Could you rewrite every one of the items below, swapping "drop a marker" for "place a dot" and leaving everything else as it is?

• _WORKING DATA_
※

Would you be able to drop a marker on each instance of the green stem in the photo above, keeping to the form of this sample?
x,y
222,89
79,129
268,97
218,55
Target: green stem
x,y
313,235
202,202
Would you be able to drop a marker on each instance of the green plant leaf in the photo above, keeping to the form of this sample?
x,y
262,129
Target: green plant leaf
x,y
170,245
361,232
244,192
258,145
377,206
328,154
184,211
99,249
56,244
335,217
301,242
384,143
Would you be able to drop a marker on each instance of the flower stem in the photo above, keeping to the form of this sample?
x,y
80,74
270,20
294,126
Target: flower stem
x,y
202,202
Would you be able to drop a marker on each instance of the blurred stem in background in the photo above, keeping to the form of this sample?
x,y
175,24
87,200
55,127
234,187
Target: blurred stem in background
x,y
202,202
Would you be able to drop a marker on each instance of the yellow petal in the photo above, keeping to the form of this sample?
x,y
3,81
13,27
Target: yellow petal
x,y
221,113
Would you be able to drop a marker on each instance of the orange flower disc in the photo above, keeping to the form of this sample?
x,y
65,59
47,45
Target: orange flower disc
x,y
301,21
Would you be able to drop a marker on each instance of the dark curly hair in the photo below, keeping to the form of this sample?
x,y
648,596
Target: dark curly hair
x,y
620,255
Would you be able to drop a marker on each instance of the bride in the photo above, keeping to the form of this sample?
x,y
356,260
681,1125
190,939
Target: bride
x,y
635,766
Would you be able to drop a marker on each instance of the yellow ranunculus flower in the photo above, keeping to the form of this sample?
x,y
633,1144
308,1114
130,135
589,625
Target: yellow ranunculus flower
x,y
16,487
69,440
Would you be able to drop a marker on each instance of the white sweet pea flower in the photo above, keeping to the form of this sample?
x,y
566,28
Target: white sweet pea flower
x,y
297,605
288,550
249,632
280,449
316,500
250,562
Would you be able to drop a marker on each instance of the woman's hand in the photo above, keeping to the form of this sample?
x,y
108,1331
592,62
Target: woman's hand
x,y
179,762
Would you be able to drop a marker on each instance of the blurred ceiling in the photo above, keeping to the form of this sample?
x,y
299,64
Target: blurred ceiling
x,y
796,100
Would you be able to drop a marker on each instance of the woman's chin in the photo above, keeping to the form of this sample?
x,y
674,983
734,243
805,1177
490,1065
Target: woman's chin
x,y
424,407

※

• _OUTPUT OF THE TASK_
Would you be able to place a dot on each instance of the green stem in the photo above, keeping to the form of this sample?
x,y
222,89
79,129
268,97
218,55
Target: green stem
x,y
313,235
202,202
Would you be able to place a dot on each instance of the green plant leaf in the photo above, keeping to the form of this sample?
x,y
262,129
Target: green plant leaf
x,y
170,245
361,232
244,192
258,145
377,206
328,154
184,211
99,249
56,244
335,217
301,242
384,143
Would you be able to place a dot on each instance of the flower stem in the photo above, keeping to the form of this sample?
x,y
80,74
270,20
294,126
Target: flower stem
x,y
202,202
Would you be able to place a dot on each instance of the blurred stem in background in the photo above, keeping to the form of this sample?
x,y
175,24
87,200
55,127
234,187
Target: blurred stem in background
x,y
202,202
Would you be able to place a dot on each instance of the yellow petal in the photo above, keeping to the form of this sample?
x,y
3,81
13,27
Target: yellow petal
x,y
221,113
Would you be able to place a dot on each instance of the orange flower disc in the photo above, keeping to the form of this sample?
x,y
65,59
47,45
Target: orange flower disc
x,y
301,21
Would you be able to place a dot on each instance of the dark curly hair in the photo below, keeping to the form of this sample?
x,y
648,596
Target: dark curly hair
x,y
620,255
Would you be able to place a dot on each instance of the bride in the photo above, keeping to the form of this sample?
x,y
356,260
681,1125
190,939
Target: bride
x,y
635,766
Would you be able to place a dot on each instance of the yellow ranunculus flower in the photo above, keeping to the form of this sample?
x,y
633,1144
308,1114
130,135
589,625
Target: yellow ranunculus flower
x,y
16,487
69,440
Would you be able to place a dot on each instance of the white sweet pea flower in the photo above, keeping to the form of this sample?
x,y
566,28
Target: white sweet pea flower
x,y
297,605
288,550
249,632
280,449
316,500
250,562
Would you be able to place a dot on each instance of the woman's hand in the photo above, keeping to the form of this sample?
x,y
108,1331
592,62
Target: woman's hand
x,y
179,762
Would you be able to place a dot on each instance of the blurred ceiling in the photo above, keeping to the form of this sample?
x,y
299,64
Target: blurred ceiling
x,y
796,100
Would you be able to place a dot on each instance of the woman's chin in the photo above, keeping to the form of this sample?
x,y
674,983
734,243
805,1177
490,1065
Target: woman's chin
x,y
424,407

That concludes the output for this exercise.